■ Provided records
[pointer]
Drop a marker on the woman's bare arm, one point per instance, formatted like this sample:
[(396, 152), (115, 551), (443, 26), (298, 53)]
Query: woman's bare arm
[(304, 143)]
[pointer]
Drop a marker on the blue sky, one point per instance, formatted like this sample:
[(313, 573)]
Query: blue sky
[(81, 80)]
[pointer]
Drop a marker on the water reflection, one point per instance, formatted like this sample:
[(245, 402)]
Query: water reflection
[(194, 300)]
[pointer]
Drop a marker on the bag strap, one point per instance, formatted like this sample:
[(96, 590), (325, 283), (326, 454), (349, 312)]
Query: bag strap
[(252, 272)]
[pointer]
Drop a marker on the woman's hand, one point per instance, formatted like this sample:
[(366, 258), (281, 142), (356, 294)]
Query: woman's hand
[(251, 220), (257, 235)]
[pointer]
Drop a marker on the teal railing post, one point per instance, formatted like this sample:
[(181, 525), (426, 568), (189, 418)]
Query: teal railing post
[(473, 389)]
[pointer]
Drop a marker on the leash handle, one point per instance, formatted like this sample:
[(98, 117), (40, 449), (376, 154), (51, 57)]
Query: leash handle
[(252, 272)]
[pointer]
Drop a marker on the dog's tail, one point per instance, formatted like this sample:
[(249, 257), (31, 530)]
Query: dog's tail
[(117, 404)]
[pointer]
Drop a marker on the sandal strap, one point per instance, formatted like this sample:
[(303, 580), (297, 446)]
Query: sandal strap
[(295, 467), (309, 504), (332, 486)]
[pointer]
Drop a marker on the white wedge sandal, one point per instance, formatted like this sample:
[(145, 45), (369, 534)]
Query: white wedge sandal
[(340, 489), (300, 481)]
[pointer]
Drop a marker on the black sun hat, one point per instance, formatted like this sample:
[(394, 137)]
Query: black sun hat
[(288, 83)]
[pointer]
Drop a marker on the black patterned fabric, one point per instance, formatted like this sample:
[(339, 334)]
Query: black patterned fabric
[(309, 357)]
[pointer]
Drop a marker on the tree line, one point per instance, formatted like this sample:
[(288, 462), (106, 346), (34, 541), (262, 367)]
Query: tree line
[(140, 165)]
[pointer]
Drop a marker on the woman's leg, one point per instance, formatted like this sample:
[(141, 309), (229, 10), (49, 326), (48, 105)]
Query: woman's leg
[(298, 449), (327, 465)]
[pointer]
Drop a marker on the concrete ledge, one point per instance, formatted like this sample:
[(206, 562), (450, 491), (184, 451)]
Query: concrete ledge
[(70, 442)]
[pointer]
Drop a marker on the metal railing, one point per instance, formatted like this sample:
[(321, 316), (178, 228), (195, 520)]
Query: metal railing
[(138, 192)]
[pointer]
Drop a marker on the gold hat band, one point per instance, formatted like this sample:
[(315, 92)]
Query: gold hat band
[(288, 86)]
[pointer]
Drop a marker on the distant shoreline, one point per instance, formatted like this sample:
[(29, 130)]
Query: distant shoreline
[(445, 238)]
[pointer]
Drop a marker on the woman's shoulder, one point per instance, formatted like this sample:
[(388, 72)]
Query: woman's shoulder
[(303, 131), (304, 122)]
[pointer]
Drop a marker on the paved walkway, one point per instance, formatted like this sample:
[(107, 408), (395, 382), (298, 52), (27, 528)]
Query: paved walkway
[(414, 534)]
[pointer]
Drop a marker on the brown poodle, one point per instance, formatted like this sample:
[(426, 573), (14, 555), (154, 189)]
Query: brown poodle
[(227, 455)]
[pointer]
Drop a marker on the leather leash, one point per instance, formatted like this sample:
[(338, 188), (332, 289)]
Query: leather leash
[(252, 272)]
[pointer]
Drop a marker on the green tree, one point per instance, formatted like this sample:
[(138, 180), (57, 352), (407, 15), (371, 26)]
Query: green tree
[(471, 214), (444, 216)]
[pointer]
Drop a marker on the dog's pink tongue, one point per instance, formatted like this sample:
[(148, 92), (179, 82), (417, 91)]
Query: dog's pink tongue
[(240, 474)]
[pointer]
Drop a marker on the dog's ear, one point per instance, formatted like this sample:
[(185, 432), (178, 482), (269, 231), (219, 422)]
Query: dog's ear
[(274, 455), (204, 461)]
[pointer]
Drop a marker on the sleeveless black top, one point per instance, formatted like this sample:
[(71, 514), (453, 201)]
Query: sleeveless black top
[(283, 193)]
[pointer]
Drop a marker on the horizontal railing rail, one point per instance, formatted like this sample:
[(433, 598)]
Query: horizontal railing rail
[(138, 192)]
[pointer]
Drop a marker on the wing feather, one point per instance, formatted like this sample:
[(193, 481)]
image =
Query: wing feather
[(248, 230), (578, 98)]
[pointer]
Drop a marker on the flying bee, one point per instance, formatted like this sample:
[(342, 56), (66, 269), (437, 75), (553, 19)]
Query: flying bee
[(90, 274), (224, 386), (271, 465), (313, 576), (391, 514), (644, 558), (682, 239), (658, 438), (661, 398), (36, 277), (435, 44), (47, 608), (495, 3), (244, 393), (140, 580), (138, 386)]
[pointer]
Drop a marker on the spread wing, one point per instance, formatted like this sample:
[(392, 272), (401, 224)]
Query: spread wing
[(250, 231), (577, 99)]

■ Short task
Rewrite every entry above, changing "Drop a marker" to "Place a point" wherever it occurs and keeping everything else the same.

■ Full response
[pointer]
Place a point on the woman's bare arm, one point per instance, formatted like this sample:
[(396, 152), (115, 551), (443, 26), (298, 53)]
Query: woman's bare arm
[(304, 143)]
[pointer]
Place a point on the blue sky, one point per instance, formatted like this sample:
[(313, 573)]
Query: blue sky
[(81, 80)]
[pointer]
Place a point on the water reflection, one point per instance, formatted like this sample:
[(245, 402)]
Query: water reflection
[(194, 300)]
[pointer]
Place a point on the bag strap, one point per instance, formatted like this sample:
[(96, 590), (325, 283), (326, 454), (349, 312)]
Query: bag strap
[(252, 272)]
[pointer]
Place a point on the woman's hand, one point per instance, formatted like this sample:
[(366, 258), (281, 142), (356, 294)]
Query: woman's hand
[(251, 220), (257, 235)]
[pointer]
Place a point on the teal railing post, one point per instance, formatted like this sample:
[(181, 525), (426, 568), (189, 418)]
Query: teal railing post
[(473, 389)]
[pointer]
Place a point on the leash handle, one point per instance, formatted like this sample:
[(98, 117), (40, 449), (376, 154), (51, 57)]
Query: leash handle
[(252, 272)]
[pointer]
Place a point on the dog's tail, one point per instance, formatted like this sample:
[(249, 257), (31, 530)]
Query: dog's tail
[(117, 404)]
[pointer]
Place a point on the sandal strap, one point per instance, formatted like this sample:
[(303, 580), (297, 446)]
Query: sandal strap
[(295, 467), (309, 504), (332, 486)]
[pointer]
Place a point on the white wedge sandal, one point per instance, formatted like this sample:
[(145, 45), (369, 534)]
Query: white wedge sandal
[(340, 489), (300, 481)]
[pointer]
Place a point on the black sun hat, one point per instance, formatted like this sample:
[(394, 137)]
Query: black sun hat
[(288, 83)]
[pointer]
Place a point on the black patterned fabric, one point per instance, formatted like this sample:
[(339, 334)]
Query: black patterned fabric
[(309, 357)]
[pointer]
Place a point on the tree line, one point per instance, formatted like this sample:
[(288, 462), (106, 346), (34, 541), (262, 367)]
Query: tree line
[(140, 165)]
[pointer]
Place a point on the woman's leg, one point per instance, formatted like this sample:
[(141, 309), (229, 10), (49, 326), (48, 105)]
Query: woman's leg
[(298, 449), (327, 465)]
[pointer]
Place a point on the concrete ledge, one point per instance, formatted like this sample:
[(206, 562), (450, 491), (184, 451)]
Query: concrete ledge
[(70, 442)]
[pointer]
Place a point on the metal railing, one point per instance, formatted like this sample:
[(321, 316), (178, 228), (195, 520)]
Query: metal railing
[(138, 192)]
[pointer]
Place a point on the gold hat band, one point per instance, formatted like this sample:
[(315, 92)]
Query: gold hat band
[(288, 86)]
[pointer]
Place a point on the distant shoreline, one point per instance, formatted like this sample:
[(29, 130)]
Query: distant shoreline
[(445, 238)]
[pointer]
Place a point on the woman's shoulder, one point per instance, formatted like this sample:
[(388, 72)]
Query: woman's shoulder
[(303, 131), (304, 122)]
[pointer]
Place a point on the paved walkway, one point per instance, formatted like this sample:
[(107, 408), (395, 382), (298, 52), (27, 528)]
Query: paved walkway
[(414, 534)]
[pointer]
Place a point on the brown poodle, one point per instance, formatted like this sample:
[(426, 573), (14, 555), (154, 189)]
Query: brown poodle
[(227, 455)]
[pointer]
Place a point on the leather leash, one point per instance, formatted like this sample:
[(338, 188), (332, 289)]
Query: leather leash
[(252, 272)]
[pointer]
Place a point on the green tree, one point per instance, formatted like this sample:
[(138, 180), (57, 352), (407, 15), (371, 26)]
Query: green tree
[(471, 214), (444, 216)]
[pointer]
Place a point on the dog's pink tongue, one point per instance, formatted like this sample:
[(148, 92), (179, 82), (417, 91)]
Query: dog's pink tongue
[(240, 474)]
[pointer]
Place a point on the dog's ear, one point per instance, formatted like this sample:
[(185, 432), (178, 482), (269, 231), (219, 422)]
Query: dog's ear
[(274, 455), (204, 461)]
[pointer]
Place a point on the sleeveless black top, one point per instance, formatted like this sample:
[(71, 514), (453, 201)]
Query: sleeveless black top
[(283, 193)]
[pointer]
Place a point on the horizontal railing rail, one point per instance, formatted like this sample:
[(433, 598)]
Query: horizontal railing rail
[(138, 192)]
[pointer]
Place a point on the wing feather, one point per instance, formatted like this sample:
[(193, 481)]
image =
Query: wing feather
[(248, 230), (578, 98)]
[pointer]
Place a point on the flying bee, one point per instance, formatted like this sample:
[(342, 56), (66, 269), (437, 75), (553, 19)]
Query: flying bee
[(90, 274), (224, 386), (271, 465), (313, 576), (391, 514), (644, 558), (682, 239), (658, 438), (661, 398), (36, 277), (435, 44), (47, 608), (495, 3), (244, 393), (140, 580), (138, 386)]
[pointer]
Place a point on the spread wing, one point per instance, formatted like this sample:
[(392, 272), (401, 224)]
Query: spread wing
[(250, 231), (577, 99)]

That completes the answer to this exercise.